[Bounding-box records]
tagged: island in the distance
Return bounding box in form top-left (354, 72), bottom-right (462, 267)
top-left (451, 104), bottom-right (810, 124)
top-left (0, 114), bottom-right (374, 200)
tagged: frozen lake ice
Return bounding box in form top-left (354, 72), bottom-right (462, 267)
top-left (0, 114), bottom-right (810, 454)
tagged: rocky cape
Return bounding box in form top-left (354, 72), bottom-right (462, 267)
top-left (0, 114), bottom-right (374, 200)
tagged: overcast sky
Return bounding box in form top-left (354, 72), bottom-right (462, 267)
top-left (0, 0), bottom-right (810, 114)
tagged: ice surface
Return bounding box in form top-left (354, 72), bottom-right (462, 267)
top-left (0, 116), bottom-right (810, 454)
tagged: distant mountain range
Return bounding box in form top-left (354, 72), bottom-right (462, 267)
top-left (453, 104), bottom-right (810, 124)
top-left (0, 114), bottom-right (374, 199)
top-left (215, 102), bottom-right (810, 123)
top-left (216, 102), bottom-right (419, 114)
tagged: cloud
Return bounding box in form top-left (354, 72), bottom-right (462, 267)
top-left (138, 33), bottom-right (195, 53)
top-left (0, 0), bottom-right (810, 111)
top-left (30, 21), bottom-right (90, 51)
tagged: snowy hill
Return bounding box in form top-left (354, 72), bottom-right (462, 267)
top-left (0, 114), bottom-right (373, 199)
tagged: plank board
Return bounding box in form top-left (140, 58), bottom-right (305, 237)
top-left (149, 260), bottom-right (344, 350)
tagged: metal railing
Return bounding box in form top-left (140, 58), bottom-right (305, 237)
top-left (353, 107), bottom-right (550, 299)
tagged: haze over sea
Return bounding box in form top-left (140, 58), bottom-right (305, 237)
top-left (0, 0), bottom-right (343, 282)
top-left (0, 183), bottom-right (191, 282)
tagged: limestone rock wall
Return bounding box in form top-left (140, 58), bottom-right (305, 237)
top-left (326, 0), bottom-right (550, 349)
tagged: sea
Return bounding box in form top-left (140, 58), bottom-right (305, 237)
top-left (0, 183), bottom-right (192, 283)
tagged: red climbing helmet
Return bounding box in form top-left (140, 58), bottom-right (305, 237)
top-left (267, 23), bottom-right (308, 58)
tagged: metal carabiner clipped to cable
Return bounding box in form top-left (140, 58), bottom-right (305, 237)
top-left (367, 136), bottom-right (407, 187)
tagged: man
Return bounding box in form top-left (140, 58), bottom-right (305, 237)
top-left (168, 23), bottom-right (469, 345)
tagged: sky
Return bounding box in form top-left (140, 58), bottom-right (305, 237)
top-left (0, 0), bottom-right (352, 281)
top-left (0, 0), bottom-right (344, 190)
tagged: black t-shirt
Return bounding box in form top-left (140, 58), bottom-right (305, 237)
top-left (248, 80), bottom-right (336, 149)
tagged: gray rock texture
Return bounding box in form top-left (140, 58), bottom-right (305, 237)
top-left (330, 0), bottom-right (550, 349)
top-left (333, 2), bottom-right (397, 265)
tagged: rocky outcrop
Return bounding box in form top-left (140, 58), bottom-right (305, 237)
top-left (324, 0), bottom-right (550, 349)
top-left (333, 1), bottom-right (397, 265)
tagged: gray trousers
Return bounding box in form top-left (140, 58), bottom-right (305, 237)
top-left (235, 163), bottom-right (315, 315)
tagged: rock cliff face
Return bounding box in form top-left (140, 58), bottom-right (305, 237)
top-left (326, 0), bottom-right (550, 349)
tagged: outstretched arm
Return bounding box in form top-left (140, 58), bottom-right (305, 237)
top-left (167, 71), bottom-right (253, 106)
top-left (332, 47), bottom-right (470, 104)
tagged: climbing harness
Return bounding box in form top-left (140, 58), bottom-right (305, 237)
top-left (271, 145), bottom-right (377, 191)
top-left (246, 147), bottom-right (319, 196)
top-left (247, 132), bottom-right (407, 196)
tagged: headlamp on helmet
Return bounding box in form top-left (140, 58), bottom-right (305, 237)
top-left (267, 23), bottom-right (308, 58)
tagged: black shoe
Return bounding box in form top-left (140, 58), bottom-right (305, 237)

INSTRUCTIONS FOR THE TASK = Give every line of the entries above as a Markdown table with two columns, Row and Line. Number the rows in order and leave out blank lines.

CORRECT RESPONSE =
| Row | Line |
|---|---|
| 1 | tagged: island in the distance |
| 2 | Return bounding box in form top-left (354, 72), bottom-right (462, 267) |
| 3 | top-left (451, 104), bottom-right (810, 124) |
| 4 | top-left (0, 114), bottom-right (374, 200) |
| 5 | tagged: frozen lake ice |
| 6 | Return bounding box in form top-left (354, 72), bottom-right (462, 267) |
| 7 | top-left (0, 114), bottom-right (810, 454) |
| 8 | tagged: rocky cape |
| 9 | Return bounding box in form top-left (354, 72), bottom-right (462, 267) |
| 10 | top-left (0, 114), bottom-right (374, 200) |
| 11 | tagged: overcast sky |
| 12 | Return bounding box in form top-left (354, 72), bottom-right (462, 267) |
| 13 | top-left (0, 0), bottom-right (810, 114) |
| 14 | tagged: ice surface |
| 15 | Return bounding box in form top-left (354, 72), bottom-right (462, 267) |
| 16 | top-left (0, 116), bottom-right (810, 454) |
| 17 | tagged: distant mountain range |
| 18 | Return bounding box in form top-left (354, 72), bottom-right (462, 267) |
| 19 | top-left (453, 104), bottom-right (810, 124) |
| 20 | top-left (0, 114), bottom-right (374, 199) |
| 21 | top-left (215, 102), bottom-right (810, 123) |
| 22 | top-left (216, 102), bottom-right (419, 114) |
| 23 | tagged: cloud |
| 24 | Return bounding box in form top-left (354, 72), bottom-right (462, 267) |
| 25 | top-left (138, 33), bottom-right (195, 53) |
| 26 | top-left (0, 0), bottom-right (810, 111) |
| 27 | top-left (30, 21), bottom-right (90, 51) |
| 28 | tagged: snowy hill |
| 29 | Return bounding box in form top-left (354, 72), bottom-right (462, 267) |
| 30 | top-left (0, 114), bottom-right (373, 199) |
| 31 | tagged: plank board |
| 32 | Return bounding box in form top-left (140, 58), bottom-right (305, 237) |
| 33 | top-left (149, 260), bottom-right (344, 350) |
| 34 | tagged: metal railing |
| 35 | Return bounding box in form top-left (140, 58), bottom-right (305, 237) |
| 36 | top-left (353, 107), bottom-right (550, 299) |
| 37 | tagged: haze over sea |
| 38 | Return bounding box in form top-left (140, 58), bottom-right (305, 237) |
| 39 | top-left (0, 0), bottom-right (343, 282) |
| 40 | top-left (0, 183), bottom-right (191, 282) |
| 41 | tagged: limestone rock wall |
| 42 | Return bounding box in form top-left (140, 58), bottom-right (305, 237) |
| 43 | top-left (326, 0), bottom-right (550, 349) |
| 44 | tagged: sea |
| 45 | Return bounding box in form top-left (140, 58), bottom-right (305, 237) |
| 46 | top-left (0, 183), bottom-right (192, 283) |
| 47 | tagged: red climbing helmet |
| 48 | Return bounding box in form top-left (140, 58), bottom-right (305, 237) |
| 49 | top-left (267, 23), bottom-right (308, 58) |
| 50 | tagged: metal carabiner clipped to cable |
| 51 | Return bounding box in form top-left (140, 58), bottom-right (305, 237) |
| 52 | top-left (367, 136), bottom-right (407, 187) |
| 53 | tagged: man |
| 54 | Return bounding box in form top-left (140, 58), bottom-right (305, 237) |
| 55 | top-left (168, 23), bottom-right (469, 345) |
| 56 | tagged: sky |
| 57 | Return bounding box in form top-left (140, 58), bottom-right (305, 237) |
| 58 | top-left (0, 0), bottom-right (352, 281) |
| 59 | top-left (0, 0), bottom-right (344, 190) |
| 60 | tagged: black t-shirt |
| 61 | Return bounding box in form top-left (140, 58), bottom-right (305, 237) |
| 62 | top-left (248, 80), bottom-right (336, 149) |
| 63 | tagged: gray rock texture |
| 64 | Return bounding box in form top-left (140, 58), bottom-right (305, 237) |
| 65 | top-left (330, 0), bottom-right (550, 349) |
| 66 | top-left (333, 2), bottom-right (397, 265) |
| 67 | tagged: rocky outcrop |
| 68 | Return bounding box in form top-left (140, 58), bottom-right (305, 237) |
| 69 | top-left (324, 0), bottom-right (550, 349) |
| 70 | top-left (333, 1), bottom-right (397, 265) |
| 71 | tagged: gray trousers |
| 72 | Return bounding box in form top-left (140, 58), bottom-right (305, 237) |
| 73 | top-left (235, 163), bottom-right (315, 315) |
| 74 | tagged: rock cliff face |
| 75 | Return bounding box in form top-left (140, 58), bottom-right (305, 237) |
| 76 | top-left (326, 0), bottom-right (550, 349) |
| 77 | tagged: outstretched arm |
| 78 | Return bounding box in form top-left (140, 58), bottom-right (305, 237) |
| 79 | top-left (167, 71), bottom-right (253, 106) |
| 80 | top-left (332, 47), bottom-right (470, 104) |
| 81 | tagged: climbing harness |
| 82 | Return bounding box in form top-left (140, 58), bottom-right (305, 237) |
| 83 | top-left (271, 145), bottom-right (377, 191) |
| 84 | top-left (246, 147), bottom-right (319, 196) |
| 85 | top-left (247, 132), bottom-right (407, 196) |
| 86 | tagged: headlamp on helmet |
| 87 | Return bounding box in form top-left (140, 58), bottom-right (305, 237) |
| 88 | top-left (267, 23), bottom-right (308, 58) |
| 89 | tagged: black shoe |
| 90 | Return bounding box in form top-left (140, 58), bottom-right (305, 237) |